Skip to main content

Declarative machine learning experiments.

Project description

dmlx

Declarative Machine Learning eXperiments

Introduction

dmlx is a declarative framework for machine learning (ML) experiments. Typically, ML codebases use the standard python library argparse to parse parameters from command line, and pass these parameters deep into the models and other components. dmlx standardizes this process and provides an elegant framework for experiment declaration and basic management, including the following main features:

  • Declarative Experiment Components: Declarative interfaces are presented for defining resusable and reproducible experiment components and hyperparameters, such as model path, dataset getter and random seed.
  • click-powered Command Line Interface: click is integrated to provide powerful command line functionalities, including parameter properties.
  • Automatic Parameter Collection: Parameter properties will be wired with command line inputs and collected for experiment reproducibility.
  • Experiment Archive Management: Archive directories will be automatically created to hold experiment data for further analysis.
  • ML Framework Independent: dmlx is independent from ML frameworks so you can use whatever ML framework you like (PyTorch/TensorFlow/ScikitLearn/...).

Example

An example ML codebase using dmlx is illustrated below:

  • my_innovative_approach/
    • model/
      • baseline.py
      • ours.py
    • dataset/
      • dataset_foo.py
      • dataset_bar.py
    • experiments/
      • ...

→ Entries supplied
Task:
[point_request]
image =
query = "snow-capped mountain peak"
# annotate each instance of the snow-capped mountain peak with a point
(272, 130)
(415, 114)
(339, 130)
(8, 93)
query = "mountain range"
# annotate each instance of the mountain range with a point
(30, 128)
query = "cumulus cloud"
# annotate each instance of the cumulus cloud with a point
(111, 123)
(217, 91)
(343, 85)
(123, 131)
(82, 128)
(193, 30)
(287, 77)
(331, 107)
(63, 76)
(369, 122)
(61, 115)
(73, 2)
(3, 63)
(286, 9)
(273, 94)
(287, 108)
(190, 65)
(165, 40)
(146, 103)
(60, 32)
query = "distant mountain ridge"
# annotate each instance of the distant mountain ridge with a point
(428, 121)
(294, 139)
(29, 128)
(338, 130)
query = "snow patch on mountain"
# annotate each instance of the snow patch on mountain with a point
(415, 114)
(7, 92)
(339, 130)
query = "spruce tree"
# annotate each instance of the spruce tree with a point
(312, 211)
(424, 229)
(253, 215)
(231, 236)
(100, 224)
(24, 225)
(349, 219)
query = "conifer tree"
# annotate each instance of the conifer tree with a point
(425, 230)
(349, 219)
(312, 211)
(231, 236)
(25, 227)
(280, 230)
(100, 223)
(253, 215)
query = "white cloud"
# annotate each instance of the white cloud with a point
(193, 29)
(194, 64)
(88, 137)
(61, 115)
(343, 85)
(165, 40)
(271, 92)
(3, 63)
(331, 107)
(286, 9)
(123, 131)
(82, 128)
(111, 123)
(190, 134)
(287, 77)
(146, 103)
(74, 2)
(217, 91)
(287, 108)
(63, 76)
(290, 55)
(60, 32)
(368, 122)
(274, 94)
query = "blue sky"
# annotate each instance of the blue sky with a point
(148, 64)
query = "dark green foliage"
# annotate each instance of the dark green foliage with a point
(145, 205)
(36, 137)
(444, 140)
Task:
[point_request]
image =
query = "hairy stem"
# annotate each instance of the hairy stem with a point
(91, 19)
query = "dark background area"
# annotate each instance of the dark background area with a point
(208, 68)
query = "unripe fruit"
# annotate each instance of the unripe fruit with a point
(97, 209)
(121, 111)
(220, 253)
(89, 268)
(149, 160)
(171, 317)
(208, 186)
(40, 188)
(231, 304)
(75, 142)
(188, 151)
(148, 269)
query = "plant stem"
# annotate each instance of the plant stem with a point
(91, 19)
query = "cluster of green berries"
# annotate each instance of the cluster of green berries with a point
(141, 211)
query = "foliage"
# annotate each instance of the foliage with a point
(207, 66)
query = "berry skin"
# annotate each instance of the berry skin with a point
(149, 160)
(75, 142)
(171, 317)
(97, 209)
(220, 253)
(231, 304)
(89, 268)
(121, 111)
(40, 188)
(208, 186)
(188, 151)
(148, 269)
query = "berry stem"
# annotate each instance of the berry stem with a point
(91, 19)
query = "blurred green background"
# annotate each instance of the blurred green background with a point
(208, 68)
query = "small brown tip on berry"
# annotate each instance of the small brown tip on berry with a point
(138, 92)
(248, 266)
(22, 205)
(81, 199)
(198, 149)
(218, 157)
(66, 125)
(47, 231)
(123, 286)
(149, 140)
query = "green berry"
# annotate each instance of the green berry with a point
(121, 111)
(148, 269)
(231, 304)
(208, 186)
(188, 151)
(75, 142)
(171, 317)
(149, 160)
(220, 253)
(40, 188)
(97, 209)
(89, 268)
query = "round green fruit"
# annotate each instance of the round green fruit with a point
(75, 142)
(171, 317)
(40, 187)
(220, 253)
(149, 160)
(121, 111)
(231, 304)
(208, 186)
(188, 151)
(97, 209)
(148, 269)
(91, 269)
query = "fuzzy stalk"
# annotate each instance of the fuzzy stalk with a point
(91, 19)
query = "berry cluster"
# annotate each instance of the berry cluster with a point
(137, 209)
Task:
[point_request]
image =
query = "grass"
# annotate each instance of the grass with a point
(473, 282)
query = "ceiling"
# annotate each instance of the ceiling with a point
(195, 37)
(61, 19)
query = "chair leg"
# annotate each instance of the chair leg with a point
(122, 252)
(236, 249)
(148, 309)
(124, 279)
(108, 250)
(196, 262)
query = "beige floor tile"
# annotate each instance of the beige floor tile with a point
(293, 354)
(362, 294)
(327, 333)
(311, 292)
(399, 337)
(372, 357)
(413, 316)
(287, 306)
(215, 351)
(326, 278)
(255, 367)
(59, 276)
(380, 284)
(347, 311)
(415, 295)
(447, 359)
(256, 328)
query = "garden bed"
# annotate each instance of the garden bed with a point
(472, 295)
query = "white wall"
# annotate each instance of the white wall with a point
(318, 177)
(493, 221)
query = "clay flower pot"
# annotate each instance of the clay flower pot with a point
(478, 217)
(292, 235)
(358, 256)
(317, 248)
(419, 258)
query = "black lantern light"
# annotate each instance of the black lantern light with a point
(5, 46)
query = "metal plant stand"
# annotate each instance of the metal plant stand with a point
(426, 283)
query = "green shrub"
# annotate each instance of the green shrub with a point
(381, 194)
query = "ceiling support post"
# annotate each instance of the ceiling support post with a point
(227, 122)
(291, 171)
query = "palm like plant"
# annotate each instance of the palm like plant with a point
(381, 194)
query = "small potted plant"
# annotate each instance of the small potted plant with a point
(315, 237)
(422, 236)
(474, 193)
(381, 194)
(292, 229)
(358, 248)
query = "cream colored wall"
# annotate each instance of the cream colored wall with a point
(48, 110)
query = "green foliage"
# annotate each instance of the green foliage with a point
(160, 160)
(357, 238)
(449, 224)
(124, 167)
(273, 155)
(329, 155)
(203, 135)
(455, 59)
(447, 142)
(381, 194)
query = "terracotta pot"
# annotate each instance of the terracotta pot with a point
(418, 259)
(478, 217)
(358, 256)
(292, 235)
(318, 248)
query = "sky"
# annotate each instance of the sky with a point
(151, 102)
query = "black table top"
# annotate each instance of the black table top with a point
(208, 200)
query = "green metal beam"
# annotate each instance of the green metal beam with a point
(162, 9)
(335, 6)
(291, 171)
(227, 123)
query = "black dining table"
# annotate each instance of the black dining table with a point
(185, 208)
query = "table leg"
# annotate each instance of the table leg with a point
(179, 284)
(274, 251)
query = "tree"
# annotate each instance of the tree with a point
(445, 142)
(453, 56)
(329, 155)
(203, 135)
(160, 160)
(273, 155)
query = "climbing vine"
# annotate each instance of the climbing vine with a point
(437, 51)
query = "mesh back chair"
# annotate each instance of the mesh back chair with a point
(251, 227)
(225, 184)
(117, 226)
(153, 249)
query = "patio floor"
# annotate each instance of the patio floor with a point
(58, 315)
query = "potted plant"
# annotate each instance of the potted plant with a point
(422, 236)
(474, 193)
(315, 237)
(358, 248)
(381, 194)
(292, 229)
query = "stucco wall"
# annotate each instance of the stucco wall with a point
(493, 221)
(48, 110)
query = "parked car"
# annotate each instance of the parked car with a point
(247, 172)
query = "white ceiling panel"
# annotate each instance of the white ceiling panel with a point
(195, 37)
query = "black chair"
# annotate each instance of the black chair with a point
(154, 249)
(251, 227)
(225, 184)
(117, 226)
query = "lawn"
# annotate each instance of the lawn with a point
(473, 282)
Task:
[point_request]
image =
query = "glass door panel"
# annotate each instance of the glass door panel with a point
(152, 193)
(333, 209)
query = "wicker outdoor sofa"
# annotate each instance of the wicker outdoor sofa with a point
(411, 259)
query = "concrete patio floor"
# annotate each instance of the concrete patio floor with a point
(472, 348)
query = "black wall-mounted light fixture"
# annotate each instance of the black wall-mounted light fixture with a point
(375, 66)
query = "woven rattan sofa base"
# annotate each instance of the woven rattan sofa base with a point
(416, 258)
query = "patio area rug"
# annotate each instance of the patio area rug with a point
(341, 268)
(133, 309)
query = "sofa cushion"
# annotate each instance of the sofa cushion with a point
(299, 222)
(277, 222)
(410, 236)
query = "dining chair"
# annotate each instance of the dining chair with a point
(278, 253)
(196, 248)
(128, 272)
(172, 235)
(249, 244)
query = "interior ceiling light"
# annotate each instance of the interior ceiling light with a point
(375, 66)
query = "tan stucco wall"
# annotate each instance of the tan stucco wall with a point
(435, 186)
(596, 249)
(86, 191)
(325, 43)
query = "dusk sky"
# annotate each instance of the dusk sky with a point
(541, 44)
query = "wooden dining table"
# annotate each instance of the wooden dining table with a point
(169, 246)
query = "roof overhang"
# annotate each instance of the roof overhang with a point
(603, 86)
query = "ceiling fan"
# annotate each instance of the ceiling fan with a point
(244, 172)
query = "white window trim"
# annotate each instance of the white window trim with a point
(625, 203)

→ Instructions
(a) In the dmlx project description, rewrite the paragraph beginning "dmlx is a declarative framework" as a shorter paragraph that keeps its main facts.
(b) Answer these questions from the dmlx project description, one line each:
(i) Which tool is integrated to give the command line interface?
(ii) What is created automatically to hold experiment data for further analysis?
(iii) Which two files sit in the model directory of the example codebase?
(c) Carry on with the dmlx project description from the point where it stops.

→ Answers to the tasks
(a) dmlx is a declarative framework for ML experiments. ML codebases usually parse command-line parameters with Python's argparse and pass them deep into models and other components. dmlx standardizes this process and offers a framework for declaring and managing experiments, with the main features listed below.

(b)
(i) click
(ii) Archive directories
(iii) baseline.py and ours.py

(c)
    • approach.py
    • train.py
    • analyze.py
  1. Firstly, models are defined as submodules of the model module, and dataset loaders are defined as submodules of the dataset module. These components should expect normal Python arguments, and the component factories defined later using component() will parse command line parameters and pass the arguments to real components.

    # model/xxx.py
    
    class Model:
        def __init__(self, alpha: float, beta: float, ...) -> None: ...
    
    # dataset/dataset_yyy.py
    
    def get_dataset_yyy(...): ...
    
  2. Secondly, the components (models/datasets) and other parameters can be declared as properties on a composed approach using dmlx. The parameter properties, declared by argument() and option(), will define corresponding command line parameters and store them as instance attributes. The component properties, declared by component(), will create the actual component objects and store them as instance attributes.

    # approach.py
    
    from dmlx.context import argument, option, component
    
    
    class Approach:
        model = component(
            argument("model_locator", default="ours"),  # click argument
            "model",  # module base
            "Model",  # default factory name
        )
        dataset = component(
            option("dataset_locator", "-d", "--dataset"),  # click option
            "dataset",  # module base
        )
        epochs = option("-e", "--epochs", type=int, default=800)  # click option
    
        def run(self):
            for epoch in range(self.epochs):
                for x, y_true in self.dataset:
                    y_pred = self.model(x)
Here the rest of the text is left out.